WORK TO BE COMPLETED: Could the data below please be reproduced word for word, without the pictures?

MATERIAL SHOWN:

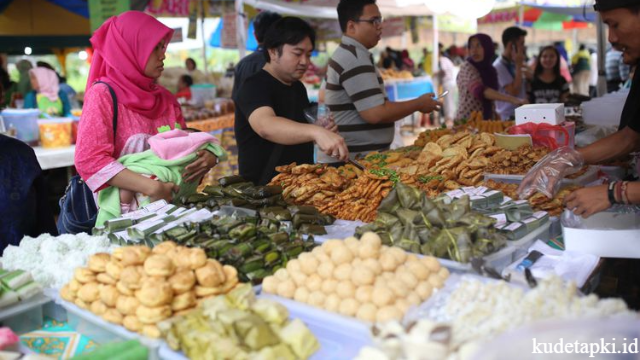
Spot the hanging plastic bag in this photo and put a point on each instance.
(545, 177)
(542, 134)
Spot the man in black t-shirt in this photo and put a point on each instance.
(255, 61)
(271, 129)
(623, 19)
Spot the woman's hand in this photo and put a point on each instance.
(588, 201)
(162, 190)
(199, 167)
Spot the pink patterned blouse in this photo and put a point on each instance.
(96, 155)
(470, 91)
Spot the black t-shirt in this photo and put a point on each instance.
(631, 112)
(289, 102)
(547, 93)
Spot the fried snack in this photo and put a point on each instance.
(183, 281)
(154, 293)
(113, 316)
(89, 292)
(152, 315)
(98, 307)
(159, 265)
(105, 279)
(84, 275)
(127, 305)
(515, 162)
(131, 323)
(113, 269)
(135, 255)
(109, 295)
(183, 301)
(538, 201)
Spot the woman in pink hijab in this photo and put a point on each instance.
(46, 95)
(129, 50)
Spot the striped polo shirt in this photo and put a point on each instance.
(354, 85)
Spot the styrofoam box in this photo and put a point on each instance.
(339, 337)
(24, 316)
(540, 114)
(606, 234)
(102, 331)
(505, 256)
(588, 177)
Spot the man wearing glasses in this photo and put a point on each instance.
(355, 91)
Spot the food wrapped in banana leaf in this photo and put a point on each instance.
(312, 229)
(276, 213)
(451, 229)
(408, 196)
(261, 192)
(303, 209)
(230, 180)
(213, 190)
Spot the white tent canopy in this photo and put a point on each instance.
(328, 9)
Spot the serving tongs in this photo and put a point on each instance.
(478, 264)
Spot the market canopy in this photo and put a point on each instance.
(326, 9)
(43, 24)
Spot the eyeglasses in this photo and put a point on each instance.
(377, 21)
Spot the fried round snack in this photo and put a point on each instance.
(153, 315)
(84, 275)
(113, 316)
(159, 265)
(127, 305)
(183, 281)
(155, 293)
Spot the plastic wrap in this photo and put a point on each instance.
(545, 177)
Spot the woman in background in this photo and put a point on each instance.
(478, 81)
(548, 85)
(46, 95)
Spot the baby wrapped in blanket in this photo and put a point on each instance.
(170, 152)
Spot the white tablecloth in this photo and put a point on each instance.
(55, 158)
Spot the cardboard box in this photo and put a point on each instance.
(606, 234)
(540, 113)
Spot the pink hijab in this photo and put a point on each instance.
(122, 46)
(47, 82)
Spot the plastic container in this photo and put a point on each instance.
(25, 121)
(588, 177)
(101, 331)
(505, 256)
(25, 316)
(55, 133)
(340, 337)
(55, 312)
(522, 245)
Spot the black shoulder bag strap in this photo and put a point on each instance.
(115, 108)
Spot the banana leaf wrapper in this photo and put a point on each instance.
(312, 229)
(213, 190)
(262, 192)
(303, 209)
(408, 196)
(390, 203)
(230, 180)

TASK RESULT:
Spot the hanging plastic bag in this photo and put a point on each instance.
(545, 177)
(542, 134)
Spot the man in black t-shirt in this photo and put a point on each instance.
(255, 61)
(271, 129)
(623, 19)
Spot the woman's hand in this photo and put a point on each instance.
(588, 201)
(162, 190)
(199, 167)
Spot the pink patterned blouse in this photo and put a point on each instance.
(96, 155)
(470, 91)
Spot the black t-shirt in this photo and put a point on each instance.
(631, 112)
(289, 102)
(547, 93)
Spot the fried snack in this photo and put a point on each instance.
(183, 281)
(154, 293)
(113, 316)
(89, 292)
(152, 315)
(98, 307)
(159, 265)
(105, 279)
(84, 275)
(127, 305)
(515, 162)
(131, 323)
(113, 269)
(135, 255)
(109, 295)
(183, 301)
(538, 201)
Spot the woman in pink hijab in this photo and put a point on each instance.
(46, 95)
(129, 50)
Spot the striped polo shirt in this photo and put a point on each instance.
(354, 85)
Spot the styrofoam box in this photo and put a point on each instance.
(339, 337)
(24, 316)
(540, 114)
(606, 234)
(102, 331)
(505, 256)
(588, 177)
Spot the man wearing glasses in this photo and put a point on each instance.
(355, 91)
Spot the food wrapped in banana leaf in this photo and put a point on each instance.
(312, 229)
(276, 213)
(451, 229)
(408, 196)
(261, 192)
(303, 209)
(230, 180)
(213, 190)
Spot the white tent canopy in this photo and put a point on each instance.
(328, 9)
Spot the serving tongs in this photo and put a point on each instance.
(478, 264)
Spot the market canopy in this photo and put a point on each instance.
(326, 9)
(43, 24)
Spot the eyeglasses in this photo and put a point on each instance.
(377, 21)
Spot the fried round snack in this photo and put a point on each instance.
(153, 315)
(84, 275)
(113, 316)
(159, 265)
(127, 305)
(183, 281)
(155, 293)
Spot the plastic wrap in this photo and put a point on each instance.
(545, 177)
Spot the woman in background in this photo and put a point on each instance.
(478, 81)
(548, 85)
(46, 95)
Spot the baby wrapped in blanket in this photo and put a point on each instance.
(170, 152)
Spot the white tablecloth in this photo and put a point on each instance.
(55, 158)
Spot the cardboard box in this photo and put a point on each instance.
(606, 234)
(540, 113)
Spot the pink hijab in this photo and put a point on each instance.
(122, 46)
(47, 82)
Spot the plastic container in this photo and put a point on each instance.
(25, 121)
(588, 177)
(101, 331)
(505, 256)
(25, 316)
(55, 133)
(340, 337)
(55, 312)
(522, 245)
Spot the black shoulder bag strap in this photo and put a point on each instance.
(115, 108)
Spot the banana leaf wrapper in this photo and put a point on each instance.
(312, 229)
(213, 190)
(262, 192)
(303, 209)
(408, 196)
(390, 203)
(230, 180)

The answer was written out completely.